>> begin Information shown

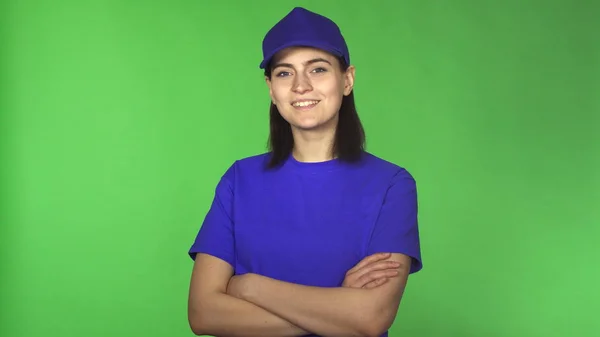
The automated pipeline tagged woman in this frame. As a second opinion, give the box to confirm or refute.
[188,8,422,337]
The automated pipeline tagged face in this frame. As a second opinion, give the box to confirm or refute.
[266,48,354,131]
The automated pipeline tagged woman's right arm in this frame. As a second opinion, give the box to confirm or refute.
[188,254,309,337]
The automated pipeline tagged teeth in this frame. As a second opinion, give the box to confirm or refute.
[292,101,319,106]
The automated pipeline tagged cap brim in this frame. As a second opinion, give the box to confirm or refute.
[259,41,343,69]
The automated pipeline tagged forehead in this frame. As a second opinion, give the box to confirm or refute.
[272,47,337,65]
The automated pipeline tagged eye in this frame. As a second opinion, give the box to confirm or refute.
[275,71,290,77]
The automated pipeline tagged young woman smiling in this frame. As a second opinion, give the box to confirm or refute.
[188,7,422,337]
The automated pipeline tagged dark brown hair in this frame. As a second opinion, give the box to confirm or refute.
[265,53,365,168]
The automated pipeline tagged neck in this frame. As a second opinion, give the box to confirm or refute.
[292,126,335,162]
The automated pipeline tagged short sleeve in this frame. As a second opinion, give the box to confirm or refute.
[367,169,423,273]
[189,166,235,268]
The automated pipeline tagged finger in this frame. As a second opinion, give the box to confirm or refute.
[355,270,399,287]
[347,261,400,283]
[356,261,400,274]
[346,253,391,274]
[362,277,389,289]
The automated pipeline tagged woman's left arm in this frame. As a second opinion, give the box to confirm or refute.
[228,254,411,337]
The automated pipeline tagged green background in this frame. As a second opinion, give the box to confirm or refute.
[0,0,600,337]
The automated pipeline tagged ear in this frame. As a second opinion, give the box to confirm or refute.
[344,66,356,96]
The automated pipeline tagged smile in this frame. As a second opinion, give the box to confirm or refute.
[292,101,320,108]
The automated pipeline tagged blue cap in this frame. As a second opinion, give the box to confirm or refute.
[260,7,350,69]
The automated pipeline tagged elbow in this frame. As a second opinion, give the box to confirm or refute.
[188,312,206,336]
[358,310,395,337]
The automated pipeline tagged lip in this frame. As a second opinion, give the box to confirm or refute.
[290,99,321,110]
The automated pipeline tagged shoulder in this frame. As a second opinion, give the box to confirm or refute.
[222,153,270,183]
[361,152,416,185]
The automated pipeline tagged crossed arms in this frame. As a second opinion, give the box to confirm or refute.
[188,254,411,337]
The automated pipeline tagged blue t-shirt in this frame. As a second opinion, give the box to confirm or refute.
[189,152,422,334]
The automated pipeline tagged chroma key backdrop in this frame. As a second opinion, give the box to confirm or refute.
[0,0,600,337]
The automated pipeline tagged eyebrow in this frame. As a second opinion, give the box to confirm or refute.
[273,57,331,69]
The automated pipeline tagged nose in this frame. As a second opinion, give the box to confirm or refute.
[292,72,312,94]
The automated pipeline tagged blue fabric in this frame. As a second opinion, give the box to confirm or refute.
[259,7,350,69]
[189,153,422,334]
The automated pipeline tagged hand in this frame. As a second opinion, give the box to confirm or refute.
[342,253,400,289]
[227,274,252,299]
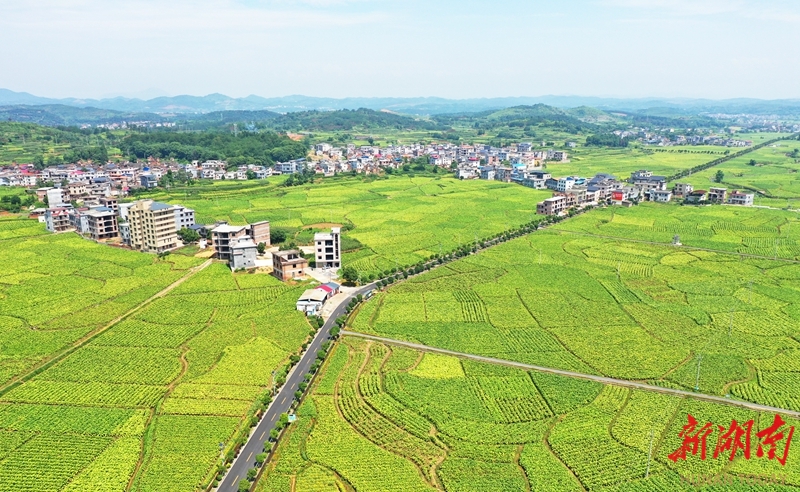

>> end Information shown

## Goal
Rewrite the lines starting at the line containing "The automated pipeline tagged dark" and ending at the line containing "[292,126,335,162]", replacing "dark brown hair" with "auburn hair" and keeping everything else unchanged. Give only those lines.

## Correct output
The automated pipeline tagged auburn hair in this frame. As a second opinion, give the box to confirm or refute.
[265,53,365,168]
The automated pipeline tagged neck in this frame. As a second opinion, give the box to confirm or refute.
[292,126,335,162]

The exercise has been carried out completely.